▸ **Предоставленный текст**:
>>>>>

В 1958 году меня разыскал мой однокашник Вася Крашенинников, по профессии врач. В старости люди начинают тянуться к полузабытым друзьям детства, отрочества. Крашенинников решил собрать тех наших школьных товарищей, которые еще остались в живых и находятся в Москве. Мы ужинали в ресторане «Прага», пятеро граждан того возраста, который теперь называют «преклонным», вспоминали школьные проказы, учителей, девочек.
Зал ресторана постепенно заполнился; я сидел спиной к залу и не видел посетителей; вдруг я оглянулся и замер — кругом были неимоверно нарумяненные, растрепанные девушки, мальчишки в клетчатых пиджаках, с перманентом, прямые наследники гимназистов, носивших лазурные фуражки, и студентов-»белоподкладочников». Они танцевали, а когда музыка замолкала, наступала тишина: оживленно беседовали только пять стариков за крайним столиком.

<<<<<

▸ **Фрагменты набора данных**:
>>>>>

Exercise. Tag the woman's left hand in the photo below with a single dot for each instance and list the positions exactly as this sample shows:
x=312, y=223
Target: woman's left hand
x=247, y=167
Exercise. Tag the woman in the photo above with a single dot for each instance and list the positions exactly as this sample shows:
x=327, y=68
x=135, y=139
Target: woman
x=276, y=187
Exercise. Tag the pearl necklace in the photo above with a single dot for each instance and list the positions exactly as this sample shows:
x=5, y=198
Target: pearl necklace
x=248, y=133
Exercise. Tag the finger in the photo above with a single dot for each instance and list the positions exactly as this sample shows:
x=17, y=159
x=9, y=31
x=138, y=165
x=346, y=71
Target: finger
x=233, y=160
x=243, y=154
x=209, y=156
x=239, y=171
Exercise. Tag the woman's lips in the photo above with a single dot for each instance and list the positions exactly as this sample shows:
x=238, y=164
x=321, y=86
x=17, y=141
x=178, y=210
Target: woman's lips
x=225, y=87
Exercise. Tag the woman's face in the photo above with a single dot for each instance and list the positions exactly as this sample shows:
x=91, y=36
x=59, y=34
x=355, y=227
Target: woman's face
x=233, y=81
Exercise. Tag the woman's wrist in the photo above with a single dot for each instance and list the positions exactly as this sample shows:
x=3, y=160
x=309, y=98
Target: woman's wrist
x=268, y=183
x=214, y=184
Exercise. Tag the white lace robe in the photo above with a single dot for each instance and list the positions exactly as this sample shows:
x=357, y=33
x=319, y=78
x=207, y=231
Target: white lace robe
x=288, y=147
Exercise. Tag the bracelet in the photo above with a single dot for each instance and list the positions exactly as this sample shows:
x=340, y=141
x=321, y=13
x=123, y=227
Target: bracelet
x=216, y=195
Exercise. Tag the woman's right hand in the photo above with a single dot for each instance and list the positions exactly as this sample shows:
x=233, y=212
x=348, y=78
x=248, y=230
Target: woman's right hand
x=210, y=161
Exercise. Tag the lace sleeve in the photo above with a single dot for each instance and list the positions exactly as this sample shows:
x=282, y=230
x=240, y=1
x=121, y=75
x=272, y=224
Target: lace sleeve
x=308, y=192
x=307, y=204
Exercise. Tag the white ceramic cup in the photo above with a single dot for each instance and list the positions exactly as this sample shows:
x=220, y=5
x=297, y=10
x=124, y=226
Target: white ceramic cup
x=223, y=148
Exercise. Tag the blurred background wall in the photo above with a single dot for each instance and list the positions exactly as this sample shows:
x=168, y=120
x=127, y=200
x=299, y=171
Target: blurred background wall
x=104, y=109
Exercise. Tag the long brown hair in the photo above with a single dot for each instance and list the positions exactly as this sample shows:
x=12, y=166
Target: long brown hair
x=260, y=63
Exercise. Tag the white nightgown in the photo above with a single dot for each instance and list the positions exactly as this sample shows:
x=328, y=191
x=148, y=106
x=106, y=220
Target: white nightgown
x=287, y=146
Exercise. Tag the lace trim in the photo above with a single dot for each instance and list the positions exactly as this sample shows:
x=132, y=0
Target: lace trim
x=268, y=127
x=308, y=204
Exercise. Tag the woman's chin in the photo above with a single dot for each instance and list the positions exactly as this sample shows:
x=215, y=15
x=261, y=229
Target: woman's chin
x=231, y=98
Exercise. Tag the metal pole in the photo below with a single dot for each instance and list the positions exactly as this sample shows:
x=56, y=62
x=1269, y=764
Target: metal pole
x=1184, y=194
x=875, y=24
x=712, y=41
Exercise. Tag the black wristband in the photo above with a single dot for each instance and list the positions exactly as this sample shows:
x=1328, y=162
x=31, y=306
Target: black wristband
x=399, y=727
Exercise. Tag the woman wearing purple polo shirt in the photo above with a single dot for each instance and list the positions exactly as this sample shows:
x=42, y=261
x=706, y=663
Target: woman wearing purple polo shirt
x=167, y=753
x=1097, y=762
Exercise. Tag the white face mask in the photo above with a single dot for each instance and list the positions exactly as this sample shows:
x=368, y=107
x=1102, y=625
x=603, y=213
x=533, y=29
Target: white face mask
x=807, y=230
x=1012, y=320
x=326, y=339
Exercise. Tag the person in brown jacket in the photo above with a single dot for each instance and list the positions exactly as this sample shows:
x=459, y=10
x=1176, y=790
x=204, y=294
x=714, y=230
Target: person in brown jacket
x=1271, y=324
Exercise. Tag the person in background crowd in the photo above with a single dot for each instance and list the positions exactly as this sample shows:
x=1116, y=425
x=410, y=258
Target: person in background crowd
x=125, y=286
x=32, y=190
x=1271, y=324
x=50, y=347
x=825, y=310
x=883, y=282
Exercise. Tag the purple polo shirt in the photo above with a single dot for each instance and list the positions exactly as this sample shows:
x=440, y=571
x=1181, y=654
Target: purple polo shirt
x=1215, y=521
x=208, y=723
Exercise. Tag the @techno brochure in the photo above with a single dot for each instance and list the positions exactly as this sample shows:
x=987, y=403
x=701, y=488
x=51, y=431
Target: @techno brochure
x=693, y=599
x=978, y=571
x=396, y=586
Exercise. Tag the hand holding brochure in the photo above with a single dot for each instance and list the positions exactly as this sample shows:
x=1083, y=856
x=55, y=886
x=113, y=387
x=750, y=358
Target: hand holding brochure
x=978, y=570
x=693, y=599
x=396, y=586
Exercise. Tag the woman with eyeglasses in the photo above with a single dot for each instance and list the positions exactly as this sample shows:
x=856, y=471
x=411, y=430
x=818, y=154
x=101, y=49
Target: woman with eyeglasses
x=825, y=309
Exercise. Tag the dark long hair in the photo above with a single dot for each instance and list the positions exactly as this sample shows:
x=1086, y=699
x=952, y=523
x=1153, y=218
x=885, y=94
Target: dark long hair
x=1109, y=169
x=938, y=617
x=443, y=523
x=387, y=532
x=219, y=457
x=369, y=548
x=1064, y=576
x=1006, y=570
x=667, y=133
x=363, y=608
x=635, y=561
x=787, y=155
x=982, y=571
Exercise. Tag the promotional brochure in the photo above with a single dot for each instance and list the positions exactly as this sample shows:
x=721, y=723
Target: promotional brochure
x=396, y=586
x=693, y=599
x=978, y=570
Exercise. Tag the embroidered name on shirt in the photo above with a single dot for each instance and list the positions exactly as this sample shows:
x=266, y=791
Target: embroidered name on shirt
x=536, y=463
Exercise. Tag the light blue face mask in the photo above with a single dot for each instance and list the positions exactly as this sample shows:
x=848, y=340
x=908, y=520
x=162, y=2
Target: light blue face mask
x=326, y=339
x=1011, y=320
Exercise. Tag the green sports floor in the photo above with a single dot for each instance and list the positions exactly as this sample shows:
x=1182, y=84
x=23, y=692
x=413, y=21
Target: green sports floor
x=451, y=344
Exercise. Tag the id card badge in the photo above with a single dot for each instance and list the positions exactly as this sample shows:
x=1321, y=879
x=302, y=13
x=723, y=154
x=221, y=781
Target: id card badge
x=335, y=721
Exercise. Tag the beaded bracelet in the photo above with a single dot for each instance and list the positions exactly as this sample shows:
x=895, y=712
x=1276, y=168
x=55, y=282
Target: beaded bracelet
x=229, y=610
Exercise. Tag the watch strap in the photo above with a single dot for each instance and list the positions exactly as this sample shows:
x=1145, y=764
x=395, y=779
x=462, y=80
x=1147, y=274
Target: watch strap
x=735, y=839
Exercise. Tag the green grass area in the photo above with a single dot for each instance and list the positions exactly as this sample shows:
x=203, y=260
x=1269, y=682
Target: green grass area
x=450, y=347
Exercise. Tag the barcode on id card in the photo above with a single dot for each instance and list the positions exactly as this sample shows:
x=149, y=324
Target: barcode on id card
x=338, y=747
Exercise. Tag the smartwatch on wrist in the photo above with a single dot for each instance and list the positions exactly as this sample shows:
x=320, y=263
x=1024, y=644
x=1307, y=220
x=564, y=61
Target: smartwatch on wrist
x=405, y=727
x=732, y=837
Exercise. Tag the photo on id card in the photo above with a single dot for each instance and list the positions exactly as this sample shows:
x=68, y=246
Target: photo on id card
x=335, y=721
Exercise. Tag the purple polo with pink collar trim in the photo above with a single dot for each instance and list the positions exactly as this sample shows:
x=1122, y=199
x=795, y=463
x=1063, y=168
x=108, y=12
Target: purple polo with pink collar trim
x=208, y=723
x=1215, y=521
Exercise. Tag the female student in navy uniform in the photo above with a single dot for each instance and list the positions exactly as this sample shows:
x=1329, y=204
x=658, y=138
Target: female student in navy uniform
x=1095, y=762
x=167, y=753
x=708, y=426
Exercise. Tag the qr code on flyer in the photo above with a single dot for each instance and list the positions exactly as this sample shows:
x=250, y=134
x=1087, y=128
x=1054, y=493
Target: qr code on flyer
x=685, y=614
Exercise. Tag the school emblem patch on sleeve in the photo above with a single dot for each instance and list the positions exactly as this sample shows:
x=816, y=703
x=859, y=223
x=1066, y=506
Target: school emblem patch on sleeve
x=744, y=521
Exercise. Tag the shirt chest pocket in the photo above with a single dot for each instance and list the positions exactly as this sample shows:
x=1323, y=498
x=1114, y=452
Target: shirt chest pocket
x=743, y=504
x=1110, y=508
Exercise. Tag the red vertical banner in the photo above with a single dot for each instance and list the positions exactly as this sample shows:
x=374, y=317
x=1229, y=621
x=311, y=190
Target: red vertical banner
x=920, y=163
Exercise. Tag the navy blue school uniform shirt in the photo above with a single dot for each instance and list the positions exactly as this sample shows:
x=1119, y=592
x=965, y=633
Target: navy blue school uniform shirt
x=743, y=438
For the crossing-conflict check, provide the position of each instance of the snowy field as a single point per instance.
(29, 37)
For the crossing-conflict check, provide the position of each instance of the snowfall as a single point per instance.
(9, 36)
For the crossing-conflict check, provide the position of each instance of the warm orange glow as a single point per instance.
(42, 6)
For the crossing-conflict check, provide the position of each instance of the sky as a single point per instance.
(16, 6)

<<<<<

▸ **Ваши задания**:
**A.** Перепишите без изменений отрывок из предоставленного текста: начните с места, где стоят слова «Зал ресторана постепенно», и остановитесь после слов «за крайним столиком.».
**B.** В каком ресторане, согласно предоставленному тексту, ужинали бывшие школьные товарищи?

▸ **Ответы к заданиям**:
**A.**
Зал ресторана постепенно заполнился; я сидел спиной к залу и не видел посетителей; вдруг я оглянулся и замер — кругом были неимоверно нарумяненные, растрепанные девушки, мальчишки в клетчатых пиджаках, с перманентом, прямые наследники гимназистов, носивших лазурные фуражки, и студентов-»белоподкладочников». Они танцевали, а когда музыка замолкала, наступала тишина: оживленно беседовали только пять стариков за крайним столиком.

**B.** В ресторане «Прага».